## [Material shown]

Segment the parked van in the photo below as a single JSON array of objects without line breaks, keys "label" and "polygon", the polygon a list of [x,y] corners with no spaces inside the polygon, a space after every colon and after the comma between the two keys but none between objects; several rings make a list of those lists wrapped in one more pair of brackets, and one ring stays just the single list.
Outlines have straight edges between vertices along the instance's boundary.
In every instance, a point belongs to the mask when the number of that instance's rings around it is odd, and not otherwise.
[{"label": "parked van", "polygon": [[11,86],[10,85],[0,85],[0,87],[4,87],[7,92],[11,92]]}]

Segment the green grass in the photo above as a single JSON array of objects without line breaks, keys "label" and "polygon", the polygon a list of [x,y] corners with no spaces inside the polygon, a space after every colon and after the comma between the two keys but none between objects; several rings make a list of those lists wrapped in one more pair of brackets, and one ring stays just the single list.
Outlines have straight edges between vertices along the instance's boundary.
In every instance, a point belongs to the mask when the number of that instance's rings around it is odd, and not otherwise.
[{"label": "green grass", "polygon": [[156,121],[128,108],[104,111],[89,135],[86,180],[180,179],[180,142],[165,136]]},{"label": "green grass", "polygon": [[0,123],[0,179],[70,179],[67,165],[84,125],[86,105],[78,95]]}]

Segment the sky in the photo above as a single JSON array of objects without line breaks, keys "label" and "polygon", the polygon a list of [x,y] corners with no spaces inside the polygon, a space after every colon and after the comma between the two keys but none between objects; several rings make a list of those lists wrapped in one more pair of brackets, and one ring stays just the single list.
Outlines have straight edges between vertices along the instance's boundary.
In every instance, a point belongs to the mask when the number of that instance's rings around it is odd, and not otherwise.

## [Task requirements]
The lines to return are those in the records above that hold the word "more".

## [Task output]
Segment the parked van in the photo below as a single JSON array of objects without line breaks, keys "label" and "polygon", the polygon a list of [x,y] corners with no spaces inside the polygon, a space after every colon and after the comma between the two keys but none between objects; several rings make a list of those lists wrapped in one more pair of brackets, and one ring stays just the single list.
Segment the green grass in the photo above as a single JSON array of objects without line breaks, keys "label" and "polygon", the polygon a list of [x,y] corners with no spaces inside the polygon, a space after every colon and after the comma between the two keys but none between objects; several rings make a list of those lists wrapped in one more pair of brackets, and one ring stays just the single list.
Segment the sky in the photo above as a single JSON array of objects without line breaks, keys "label" and "polygon", the polygon a list of [x,y] corners with no spaces inside the polygon, a space after every colon and after the comma between the two keys but none between objects; several rings make a list of those lists wrapped in one more pair of brackets, and one ring stays just the single list.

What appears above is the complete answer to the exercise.